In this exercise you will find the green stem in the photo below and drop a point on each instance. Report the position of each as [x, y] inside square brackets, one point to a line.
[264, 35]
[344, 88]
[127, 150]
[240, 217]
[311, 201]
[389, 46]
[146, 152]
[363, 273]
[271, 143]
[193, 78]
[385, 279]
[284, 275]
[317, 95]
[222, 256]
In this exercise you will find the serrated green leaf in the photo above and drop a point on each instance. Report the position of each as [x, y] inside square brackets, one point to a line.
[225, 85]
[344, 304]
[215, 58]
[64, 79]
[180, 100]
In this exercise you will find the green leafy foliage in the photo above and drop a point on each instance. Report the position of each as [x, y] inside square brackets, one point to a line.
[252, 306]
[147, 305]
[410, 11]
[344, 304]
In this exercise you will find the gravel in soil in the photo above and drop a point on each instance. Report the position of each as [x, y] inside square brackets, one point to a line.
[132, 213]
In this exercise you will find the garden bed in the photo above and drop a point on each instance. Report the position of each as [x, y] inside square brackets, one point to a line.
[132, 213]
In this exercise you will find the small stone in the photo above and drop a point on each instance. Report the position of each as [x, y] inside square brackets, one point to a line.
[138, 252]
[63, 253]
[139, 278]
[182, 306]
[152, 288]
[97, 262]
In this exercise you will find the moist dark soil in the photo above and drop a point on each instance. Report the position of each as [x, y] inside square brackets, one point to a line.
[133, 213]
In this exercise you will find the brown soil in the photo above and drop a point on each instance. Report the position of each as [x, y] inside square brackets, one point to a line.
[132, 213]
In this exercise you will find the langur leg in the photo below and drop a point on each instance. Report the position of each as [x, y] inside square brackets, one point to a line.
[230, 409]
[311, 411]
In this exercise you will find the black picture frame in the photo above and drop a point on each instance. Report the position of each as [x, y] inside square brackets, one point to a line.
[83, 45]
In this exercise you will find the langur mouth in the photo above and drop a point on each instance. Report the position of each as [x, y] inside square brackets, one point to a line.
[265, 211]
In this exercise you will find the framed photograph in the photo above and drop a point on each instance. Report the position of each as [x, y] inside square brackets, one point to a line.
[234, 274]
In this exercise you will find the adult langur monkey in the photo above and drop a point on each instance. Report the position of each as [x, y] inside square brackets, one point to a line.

----------

Print all of the rows above again, verbatim and in their original order.

## Solved exercise:
In this exercise you will find the green stem in the photo below and drop a point on each instance. Report the position of each as [x, y] inside square brackets, one point to a line.
[264, 35]
[344, 88]
[127, 150]
[240, 217]
[311, 201]
[389, 46]
[146, 152]
[363, 273]
[271, 143]
[193, 78]
[385, 279]
[284, 275]
[317, 95]
[222, 256]
In this exercise you will find the serrated green leaf in the photo above and drop a point on each instance. Report the position of each as [x, y] inside square brackets, one point to a line.
[225, 85]
[344, 304]
[215, 58]
[64, 79]
[180, 100]
In this exercise you will find the green leafy foliage in the photo above and drop a point on each instance. Report the position of each as [x, y] inside square brackets, one point to a line.
[252, 306]
[147, 305]
[410, 11]
[344, 304]
In this exercise you will find the gravel in soil in the photo above and drop a point on each instance. Report the position of each as [x, y] inside square brackets, one point to a line.
[132, 213]
In this exercise you will find the garden bed in the photo above and drop a point on each instance. Report the position of each as [x, y] inside square brackets, one point to a line.
[132, 213]
In this exercise you will find the small stone in the photo above and drop a point on each instance. Report the position of each as [x, y] inside square brackets, one point to a line.
[138, 252]
[63, 253]
[139, 278]
[182, 306]
[152, 288]
[97, 262]
In this exercise you will find the moist dark soil in the photo above and drop a point on each instance. Report the position of each as [x, y] inside square brackets, one point to a line.
[133, 213]
In this exercise you will find the brown soil in the photo above and drop a point on each instance. Report the position of each as [x, y] inside square brackets, one point to a line.
[132, 213]
In this exercise you will find the langur leg in the photo below and drop a point on each instance. Report the position of each as [x, y] inside square brackets, one point to a line.
[230, 409]
[311, 411]
In this exercise you will find the black picture frame in the photo above and drop a point on each instance. Report the position of each as [x, y] inside square brackets, one point to a line.
[83, 45]
In this exercise you will find the langur mouth in the photo above and drop a point on each instance. Report the position of each as [x, y] inside square brackets, one point to a line.
[265, 211]
In this exercise you will find the framed photograph in the photo above and drop a point on each instance. Report the position of each as [x, y] inside square brackets, one point to a line.
[234, 274]
In this exercise you will find the adult langur monkey in the photo above and drop a point on each instance. Report the position of each as [x, y] inside square brackets, one point to a line.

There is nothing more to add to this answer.